-------- SELECTION --------

Discover why a molecule's chain length and shape determine whether it's a gas, liquid, or solid — and master the intermolecular-force reasoning that earns Band 6 marks.
Four printable worksheets that build from the foundations up to exam-style questions — start at whatever level suits you.
Methane boils at −162°C and escapes as a gas the moment it leaves a pipe. Octane boils at 126°C and remains a liquid in a petrol tank on a hot day. Paraffin wax, made of long-chain alkanes, is solid at room temperature and melts only when heated over a flame.
Before reading on, explain why increasing carbon chain length causes a large increase in boiling point. What changes between the molecules, and why does that mean more energy is needed to separate them?
Core Content
Saturated hydrocarbons · single bonds only · C1–C8 reference
Alkanes are the structural baseline for the entire module. Once you understand the geometry and physical properties of alkanes, every comparison involving alkenes, alkynes, branching, and functional groups becomes much easier to explain.
Alkanes contain only C–C and C–H single bonds, so they are described as saturated hydrocarbons. Every carbon in an alkane has only single bonds — tetrahedral geometry, 109.5° bond angles, in a three-dimensional zigzag arrangement.
The first eight straight-chain alkanes are foundational reference points for physical-property questions:
| Name | Formula | State at 25°C | Boiling point (°C) |
|---|---|---|---|
| Methane | CH4 | Gas | −162 |
| Ethane | C2H6 | Gas | −89 |
| Propane | C3H8 | Gas | −42 |
| Butane | C4H10 | Gas | −1 |
| Pentane | C5H12 | Liquid | 36 |
| Hexane | C6H14 | Liquid | 69 |
| Heptane | C7H16 | Liquid | 98 |
| Octane | C8H18 | Liquid | 126 |
London forces · surface area · Band 6 explanation structure
A strong answer does not stop at “larger molecules have higher boiling points.” It explains why larger hydrocarbon molecules create stronger dispersion forces at the electron-cloud level and why that means more energy is needed to separate them.

--------

◆ **PROMPT**
Please reproduce, word for word, the stretch of the alkanes text from "Four printable worksheets" through "over a flame.".

-------- ROWS --------

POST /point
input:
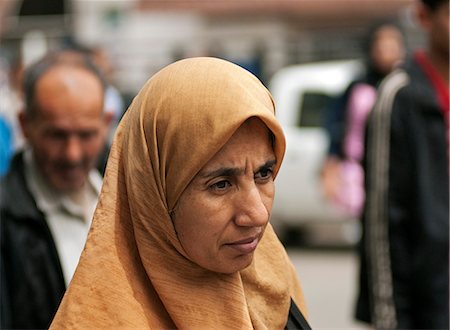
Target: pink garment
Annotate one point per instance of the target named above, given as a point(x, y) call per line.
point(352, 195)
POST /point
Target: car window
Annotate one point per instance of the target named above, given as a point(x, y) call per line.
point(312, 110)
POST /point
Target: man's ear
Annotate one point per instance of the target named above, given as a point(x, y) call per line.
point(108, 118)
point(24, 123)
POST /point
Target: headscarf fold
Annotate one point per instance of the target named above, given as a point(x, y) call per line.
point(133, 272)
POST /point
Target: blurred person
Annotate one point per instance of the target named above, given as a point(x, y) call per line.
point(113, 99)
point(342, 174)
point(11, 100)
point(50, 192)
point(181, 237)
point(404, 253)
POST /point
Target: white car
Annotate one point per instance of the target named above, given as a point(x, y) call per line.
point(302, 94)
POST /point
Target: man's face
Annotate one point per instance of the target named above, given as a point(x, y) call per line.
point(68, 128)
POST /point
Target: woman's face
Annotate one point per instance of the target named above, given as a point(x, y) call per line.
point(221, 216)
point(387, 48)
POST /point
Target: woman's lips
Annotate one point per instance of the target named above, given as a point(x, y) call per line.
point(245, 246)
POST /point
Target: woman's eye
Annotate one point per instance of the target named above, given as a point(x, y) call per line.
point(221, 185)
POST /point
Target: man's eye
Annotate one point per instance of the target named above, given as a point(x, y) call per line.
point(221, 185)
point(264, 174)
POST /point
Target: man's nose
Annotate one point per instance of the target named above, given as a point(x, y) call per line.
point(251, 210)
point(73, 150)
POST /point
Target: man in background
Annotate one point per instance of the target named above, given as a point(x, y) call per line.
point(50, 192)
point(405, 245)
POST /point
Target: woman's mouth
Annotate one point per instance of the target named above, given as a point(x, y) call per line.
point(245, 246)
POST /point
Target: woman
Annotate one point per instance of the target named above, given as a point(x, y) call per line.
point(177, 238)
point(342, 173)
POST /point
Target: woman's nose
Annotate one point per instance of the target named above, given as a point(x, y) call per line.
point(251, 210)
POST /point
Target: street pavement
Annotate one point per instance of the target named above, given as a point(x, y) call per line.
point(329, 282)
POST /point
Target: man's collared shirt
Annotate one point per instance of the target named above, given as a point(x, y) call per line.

--------

◆ **SOLVED PROBLEM**
Four printable worksheets that build from the foundations up to exam-style questions — start at whatever level suits you.
Methane boils at −162°C and escapes as a gas the moment it leaves a pipe. Octane boils at 126°C and remains a liquid in a petrol tank on a hot day. Paraffin wax, made of long-chain alkanes, is solid at room temperature and melts only when heated over a flame.